— start of INFORMATION SHOWN —

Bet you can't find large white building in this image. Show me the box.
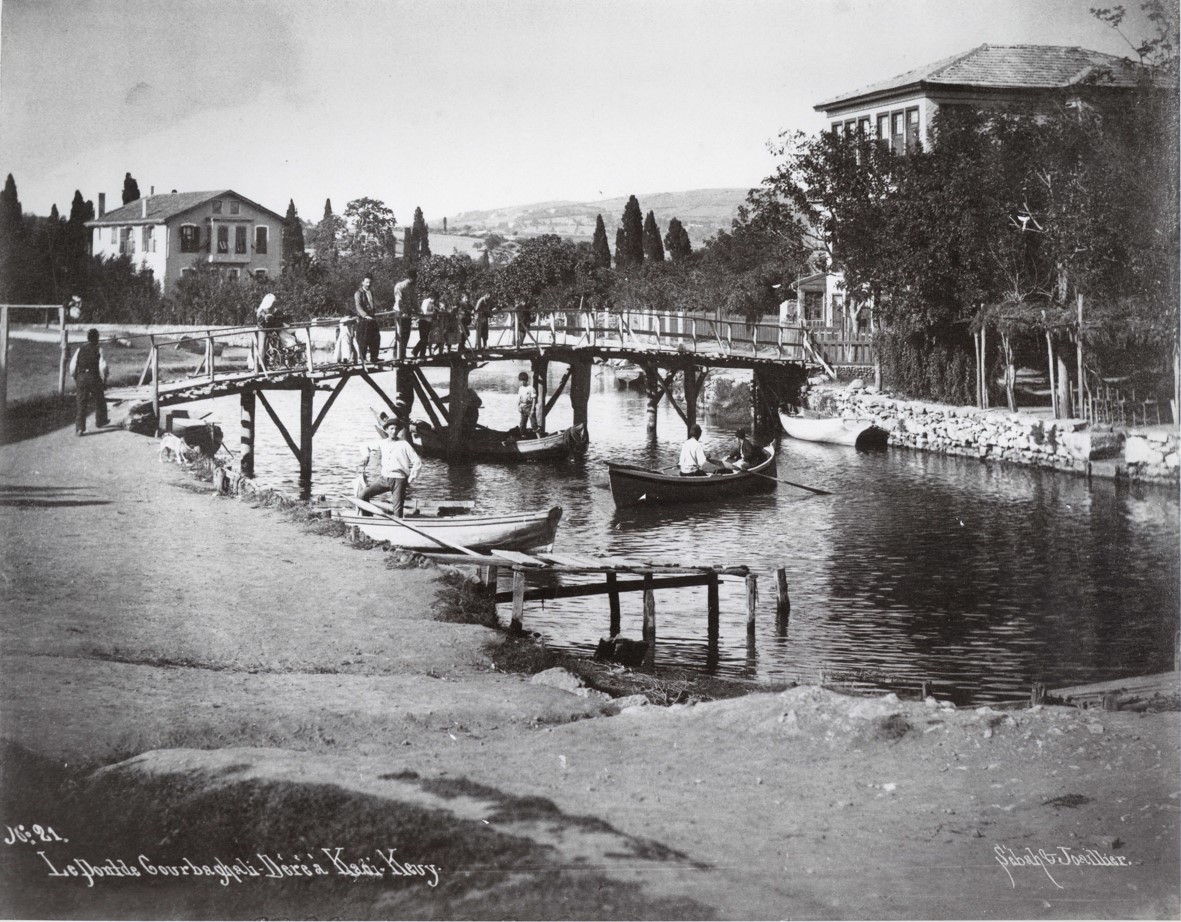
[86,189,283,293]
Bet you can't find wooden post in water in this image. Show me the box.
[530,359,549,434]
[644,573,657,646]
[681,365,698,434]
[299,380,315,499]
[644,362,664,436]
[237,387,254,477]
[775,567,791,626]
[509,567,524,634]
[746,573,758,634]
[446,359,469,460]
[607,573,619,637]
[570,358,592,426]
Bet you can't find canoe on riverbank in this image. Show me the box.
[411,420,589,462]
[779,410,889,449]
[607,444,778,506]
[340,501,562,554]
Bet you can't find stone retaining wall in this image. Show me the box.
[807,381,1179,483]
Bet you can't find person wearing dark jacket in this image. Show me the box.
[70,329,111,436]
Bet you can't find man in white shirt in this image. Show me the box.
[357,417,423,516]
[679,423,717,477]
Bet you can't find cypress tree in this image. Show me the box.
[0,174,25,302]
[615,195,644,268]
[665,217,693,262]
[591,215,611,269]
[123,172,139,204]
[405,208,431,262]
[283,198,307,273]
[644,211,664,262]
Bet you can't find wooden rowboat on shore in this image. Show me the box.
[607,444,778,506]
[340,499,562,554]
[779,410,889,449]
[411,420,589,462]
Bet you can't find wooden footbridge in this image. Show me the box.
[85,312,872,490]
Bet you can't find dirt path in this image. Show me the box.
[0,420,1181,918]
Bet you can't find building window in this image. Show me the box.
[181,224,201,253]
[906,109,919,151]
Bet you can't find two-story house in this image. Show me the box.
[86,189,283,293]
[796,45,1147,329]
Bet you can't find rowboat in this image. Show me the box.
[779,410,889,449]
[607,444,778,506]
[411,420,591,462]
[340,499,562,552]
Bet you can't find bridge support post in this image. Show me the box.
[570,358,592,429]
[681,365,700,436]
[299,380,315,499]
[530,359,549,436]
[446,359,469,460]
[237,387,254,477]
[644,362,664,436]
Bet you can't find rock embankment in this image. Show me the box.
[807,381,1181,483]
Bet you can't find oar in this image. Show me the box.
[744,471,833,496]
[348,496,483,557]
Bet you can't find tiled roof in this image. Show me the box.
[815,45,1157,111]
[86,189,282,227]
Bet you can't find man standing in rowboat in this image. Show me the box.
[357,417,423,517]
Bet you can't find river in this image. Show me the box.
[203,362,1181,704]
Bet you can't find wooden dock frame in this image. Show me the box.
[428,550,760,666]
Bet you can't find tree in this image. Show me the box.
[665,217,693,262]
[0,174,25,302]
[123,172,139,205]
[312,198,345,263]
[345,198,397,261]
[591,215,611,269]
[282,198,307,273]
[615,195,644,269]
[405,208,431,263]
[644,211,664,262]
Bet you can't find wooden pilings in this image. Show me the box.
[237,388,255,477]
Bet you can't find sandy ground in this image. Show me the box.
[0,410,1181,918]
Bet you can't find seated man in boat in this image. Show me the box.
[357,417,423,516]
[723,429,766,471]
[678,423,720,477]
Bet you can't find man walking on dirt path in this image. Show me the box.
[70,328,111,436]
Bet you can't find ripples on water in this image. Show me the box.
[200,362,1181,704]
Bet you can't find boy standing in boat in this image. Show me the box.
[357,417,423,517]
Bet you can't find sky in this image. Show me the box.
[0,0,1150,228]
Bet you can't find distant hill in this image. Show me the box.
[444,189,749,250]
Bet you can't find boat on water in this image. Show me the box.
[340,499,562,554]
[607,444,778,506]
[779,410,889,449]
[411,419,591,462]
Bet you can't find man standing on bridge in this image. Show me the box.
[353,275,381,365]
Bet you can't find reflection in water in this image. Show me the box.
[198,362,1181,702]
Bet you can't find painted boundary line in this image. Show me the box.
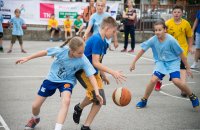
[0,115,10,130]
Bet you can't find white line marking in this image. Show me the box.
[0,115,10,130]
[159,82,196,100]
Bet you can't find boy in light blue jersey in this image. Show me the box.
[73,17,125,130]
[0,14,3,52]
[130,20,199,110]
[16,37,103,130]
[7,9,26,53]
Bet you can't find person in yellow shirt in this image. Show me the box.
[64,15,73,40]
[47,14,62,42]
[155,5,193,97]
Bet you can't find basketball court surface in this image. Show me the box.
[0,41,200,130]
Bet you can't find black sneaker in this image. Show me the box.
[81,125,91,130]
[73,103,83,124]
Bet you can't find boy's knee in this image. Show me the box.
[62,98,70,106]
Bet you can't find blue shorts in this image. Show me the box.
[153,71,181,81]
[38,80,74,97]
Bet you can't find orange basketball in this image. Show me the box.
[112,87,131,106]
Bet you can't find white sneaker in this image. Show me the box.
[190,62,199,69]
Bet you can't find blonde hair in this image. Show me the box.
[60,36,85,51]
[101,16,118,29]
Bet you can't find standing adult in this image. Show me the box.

— end of INFORMATION SHOWN —
— start of INFORMATION SHOWN —

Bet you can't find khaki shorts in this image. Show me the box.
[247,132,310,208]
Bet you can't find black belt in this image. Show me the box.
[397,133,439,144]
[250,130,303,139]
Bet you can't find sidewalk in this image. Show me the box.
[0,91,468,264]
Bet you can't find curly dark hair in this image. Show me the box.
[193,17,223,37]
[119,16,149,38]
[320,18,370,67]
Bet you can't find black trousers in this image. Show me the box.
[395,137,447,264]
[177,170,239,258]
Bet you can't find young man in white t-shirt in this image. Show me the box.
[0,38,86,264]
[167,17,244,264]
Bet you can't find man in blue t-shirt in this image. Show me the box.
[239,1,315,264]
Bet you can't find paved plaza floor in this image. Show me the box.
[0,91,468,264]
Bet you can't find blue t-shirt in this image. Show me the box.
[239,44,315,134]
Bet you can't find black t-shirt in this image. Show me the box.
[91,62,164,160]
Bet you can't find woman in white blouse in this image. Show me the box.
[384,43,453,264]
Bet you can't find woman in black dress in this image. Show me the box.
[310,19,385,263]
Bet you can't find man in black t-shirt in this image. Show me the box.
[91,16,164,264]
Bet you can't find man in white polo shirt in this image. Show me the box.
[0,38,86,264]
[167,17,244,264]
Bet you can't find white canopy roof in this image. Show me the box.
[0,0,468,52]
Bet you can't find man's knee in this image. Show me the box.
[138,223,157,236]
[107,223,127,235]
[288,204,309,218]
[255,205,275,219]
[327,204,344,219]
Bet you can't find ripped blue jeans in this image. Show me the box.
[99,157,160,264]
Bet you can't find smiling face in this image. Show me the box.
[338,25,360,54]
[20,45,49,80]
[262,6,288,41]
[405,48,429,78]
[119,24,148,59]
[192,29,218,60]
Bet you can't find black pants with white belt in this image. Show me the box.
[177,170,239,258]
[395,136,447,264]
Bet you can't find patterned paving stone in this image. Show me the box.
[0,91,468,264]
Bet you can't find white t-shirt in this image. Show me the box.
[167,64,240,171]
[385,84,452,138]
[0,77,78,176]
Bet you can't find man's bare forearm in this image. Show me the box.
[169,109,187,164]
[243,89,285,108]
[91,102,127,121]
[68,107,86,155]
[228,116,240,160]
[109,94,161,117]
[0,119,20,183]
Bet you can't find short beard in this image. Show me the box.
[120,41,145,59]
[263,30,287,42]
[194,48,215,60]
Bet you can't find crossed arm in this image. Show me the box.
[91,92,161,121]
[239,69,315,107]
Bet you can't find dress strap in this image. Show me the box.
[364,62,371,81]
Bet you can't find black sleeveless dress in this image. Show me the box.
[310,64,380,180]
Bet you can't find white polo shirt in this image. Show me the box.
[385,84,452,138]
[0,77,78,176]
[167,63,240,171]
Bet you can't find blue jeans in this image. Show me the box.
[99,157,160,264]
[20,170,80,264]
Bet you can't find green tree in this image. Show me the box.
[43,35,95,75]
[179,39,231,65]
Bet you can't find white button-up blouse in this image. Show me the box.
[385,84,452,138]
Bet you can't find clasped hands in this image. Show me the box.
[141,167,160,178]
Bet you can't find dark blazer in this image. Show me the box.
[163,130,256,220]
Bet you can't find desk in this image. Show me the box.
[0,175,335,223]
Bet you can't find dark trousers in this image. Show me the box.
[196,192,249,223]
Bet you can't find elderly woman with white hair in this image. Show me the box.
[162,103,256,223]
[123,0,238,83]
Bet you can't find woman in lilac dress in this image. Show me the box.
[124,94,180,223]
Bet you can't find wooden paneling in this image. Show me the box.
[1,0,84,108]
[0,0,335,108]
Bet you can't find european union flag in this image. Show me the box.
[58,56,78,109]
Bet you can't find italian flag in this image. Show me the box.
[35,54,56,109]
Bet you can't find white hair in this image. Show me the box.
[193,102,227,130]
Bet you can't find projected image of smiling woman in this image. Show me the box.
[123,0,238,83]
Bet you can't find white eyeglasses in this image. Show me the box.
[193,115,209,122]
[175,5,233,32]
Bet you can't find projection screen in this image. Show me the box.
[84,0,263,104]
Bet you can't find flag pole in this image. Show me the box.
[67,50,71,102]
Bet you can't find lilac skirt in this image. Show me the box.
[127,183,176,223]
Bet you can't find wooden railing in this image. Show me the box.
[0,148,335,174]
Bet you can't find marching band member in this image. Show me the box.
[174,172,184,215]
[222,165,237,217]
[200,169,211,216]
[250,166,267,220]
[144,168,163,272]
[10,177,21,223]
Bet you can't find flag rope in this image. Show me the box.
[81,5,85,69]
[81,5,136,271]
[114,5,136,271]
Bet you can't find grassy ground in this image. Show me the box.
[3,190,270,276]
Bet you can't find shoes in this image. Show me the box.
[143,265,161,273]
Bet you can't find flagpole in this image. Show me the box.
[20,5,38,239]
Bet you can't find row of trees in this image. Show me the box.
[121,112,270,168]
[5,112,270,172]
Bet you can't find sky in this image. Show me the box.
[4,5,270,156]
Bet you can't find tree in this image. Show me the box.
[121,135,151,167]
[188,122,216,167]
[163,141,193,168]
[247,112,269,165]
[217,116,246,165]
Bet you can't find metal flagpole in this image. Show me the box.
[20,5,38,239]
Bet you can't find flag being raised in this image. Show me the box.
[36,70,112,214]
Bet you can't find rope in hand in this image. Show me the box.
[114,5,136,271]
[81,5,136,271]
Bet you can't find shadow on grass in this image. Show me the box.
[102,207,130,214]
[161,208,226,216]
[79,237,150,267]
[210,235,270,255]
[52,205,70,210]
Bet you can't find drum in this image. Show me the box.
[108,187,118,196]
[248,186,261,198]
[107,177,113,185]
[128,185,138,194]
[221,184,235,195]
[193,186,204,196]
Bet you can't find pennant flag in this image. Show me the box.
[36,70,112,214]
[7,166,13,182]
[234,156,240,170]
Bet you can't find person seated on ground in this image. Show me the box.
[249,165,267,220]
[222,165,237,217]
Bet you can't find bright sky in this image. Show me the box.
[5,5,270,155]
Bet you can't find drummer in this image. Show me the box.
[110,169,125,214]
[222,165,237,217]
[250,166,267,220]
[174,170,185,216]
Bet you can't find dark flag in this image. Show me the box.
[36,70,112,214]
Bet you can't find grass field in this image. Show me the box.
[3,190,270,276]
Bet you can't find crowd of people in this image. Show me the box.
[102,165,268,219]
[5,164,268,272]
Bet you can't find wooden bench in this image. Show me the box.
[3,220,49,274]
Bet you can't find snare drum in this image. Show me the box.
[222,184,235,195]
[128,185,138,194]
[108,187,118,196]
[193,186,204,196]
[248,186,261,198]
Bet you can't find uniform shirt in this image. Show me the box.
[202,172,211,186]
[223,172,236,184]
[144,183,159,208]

— end of INFORMATION SHOWN —
— start of INFORMATION SHOWN —

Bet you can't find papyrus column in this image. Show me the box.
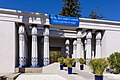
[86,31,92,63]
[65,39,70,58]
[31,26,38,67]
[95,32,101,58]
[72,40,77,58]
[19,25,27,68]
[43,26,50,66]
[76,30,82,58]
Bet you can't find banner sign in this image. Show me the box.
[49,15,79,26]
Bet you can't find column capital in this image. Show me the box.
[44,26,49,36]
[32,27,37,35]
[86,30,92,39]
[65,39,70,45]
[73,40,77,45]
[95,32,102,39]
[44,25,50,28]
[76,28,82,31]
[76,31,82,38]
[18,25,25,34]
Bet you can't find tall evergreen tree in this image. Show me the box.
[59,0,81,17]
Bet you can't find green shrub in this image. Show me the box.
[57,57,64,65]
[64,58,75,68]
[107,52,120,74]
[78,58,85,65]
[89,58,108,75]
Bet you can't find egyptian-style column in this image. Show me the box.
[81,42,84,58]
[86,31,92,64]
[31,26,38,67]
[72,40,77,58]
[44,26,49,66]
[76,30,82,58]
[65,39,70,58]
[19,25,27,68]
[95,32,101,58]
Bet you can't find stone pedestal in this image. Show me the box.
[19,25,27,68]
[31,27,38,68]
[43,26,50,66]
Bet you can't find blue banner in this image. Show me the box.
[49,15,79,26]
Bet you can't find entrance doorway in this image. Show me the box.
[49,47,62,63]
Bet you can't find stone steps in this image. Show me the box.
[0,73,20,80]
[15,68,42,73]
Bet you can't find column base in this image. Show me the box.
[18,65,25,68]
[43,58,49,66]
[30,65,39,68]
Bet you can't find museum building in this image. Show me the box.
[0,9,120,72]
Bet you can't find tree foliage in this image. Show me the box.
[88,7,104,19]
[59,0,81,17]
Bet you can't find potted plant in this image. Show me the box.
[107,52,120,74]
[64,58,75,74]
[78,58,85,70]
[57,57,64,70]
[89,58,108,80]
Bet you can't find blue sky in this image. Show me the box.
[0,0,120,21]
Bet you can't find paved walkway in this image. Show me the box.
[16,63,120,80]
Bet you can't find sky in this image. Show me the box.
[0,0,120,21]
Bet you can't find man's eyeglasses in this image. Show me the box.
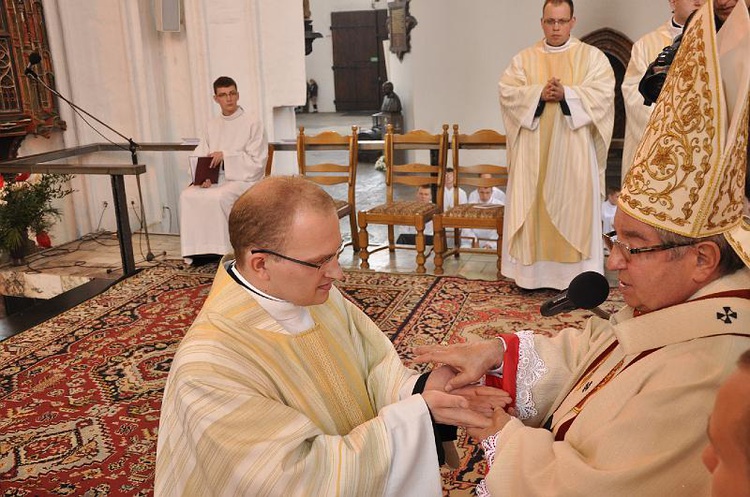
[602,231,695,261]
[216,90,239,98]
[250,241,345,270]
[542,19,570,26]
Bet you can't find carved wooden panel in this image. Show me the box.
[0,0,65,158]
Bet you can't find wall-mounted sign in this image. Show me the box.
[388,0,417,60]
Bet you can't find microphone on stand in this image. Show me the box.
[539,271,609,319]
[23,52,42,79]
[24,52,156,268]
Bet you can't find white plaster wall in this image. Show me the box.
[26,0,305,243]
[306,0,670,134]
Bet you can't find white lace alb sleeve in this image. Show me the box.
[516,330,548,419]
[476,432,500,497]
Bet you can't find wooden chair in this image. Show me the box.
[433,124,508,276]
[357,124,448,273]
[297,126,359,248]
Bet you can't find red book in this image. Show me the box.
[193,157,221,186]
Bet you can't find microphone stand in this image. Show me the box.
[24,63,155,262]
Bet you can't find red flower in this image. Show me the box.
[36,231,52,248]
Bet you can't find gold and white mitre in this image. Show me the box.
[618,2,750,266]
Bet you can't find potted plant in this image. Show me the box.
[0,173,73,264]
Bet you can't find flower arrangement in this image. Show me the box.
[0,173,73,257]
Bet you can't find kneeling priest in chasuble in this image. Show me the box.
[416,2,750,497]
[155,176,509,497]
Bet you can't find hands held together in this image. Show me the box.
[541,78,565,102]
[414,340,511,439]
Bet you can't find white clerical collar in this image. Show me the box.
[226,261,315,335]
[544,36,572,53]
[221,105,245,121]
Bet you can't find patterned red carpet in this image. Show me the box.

— end of INFORMATION SHOWN —

BRIEF:
Copy out only the part that opens with the line containing "Bet you can't find man's eyeglasses" and closes with the line containing "Bet you can't find patterned red", both lines included, with the requests kept as they are. In the answers, multiply each bounding-box coordinate by 1.7 and round to a whole number, with halves rounding up; leave the pictures out.

ANSWER BELOW:
Bet you can't find man's eyeglasses in this image. Show me the box.
[1023,393,1182,444]
[367,153,406,167]
[425,410,587,459]
[921,32,969,44]
Bet you can't find carved wooden panel in this image. Show me the box.
[0,0,111,269]
Bet you can't find wall-mounted sign in this image. Show me the box.
[660,0,709,102]
Bet you can't find microphone on stand in this image. Show me the box.
[916,461,1035,542]
[39,88,71,134]
[41,88,265,456]
Bet you can't find white plaster wall in this image. Show me the box.
[44,0,519,413]
[520,0,1139,228]
Bet you can't find white lace alb sleeve in this image. Show me the box.
[877,561,932,712]
[809,734,850,845]
Bet you can't find wooden chair in this image. Show me the box.
[736,211,864,469]
[607,211,762,464]
[505,214,610,422]
Bet you can't find red book in this image. Show me the box.
[328,267,376,316]
Bet you can't find microphone stand in this image. Show me the box.
[41,107,264,445]
Bet you can't find red flower in this image. Show me the box.
[61,393,88,422]
Bet you can't find gold and white mitre in this image. Show me the box.
[1051,3,1275,452]
Bet you can't find potted plant in this image. Show me the box.
[0,294,124,449]
Bet you can't find flower arrangement in this image. Show me the box.
[0,294,124,437]
Bet you can't find kneeling priest in chasuble in this image. Show me the box.
[707,3,1275,845]
[264,299,865,845]
Bet you can't find hands held together in this image. Show me the box.
[920,133,961,173]
[704,578,869,746]
Bet you can't find white clerical collar in this image. Show me the box.
[384,444,536,570]
[925,61,972,90]
[376,179,417,206]
Bet you can't find patterned red carpet in this image. Show me the box.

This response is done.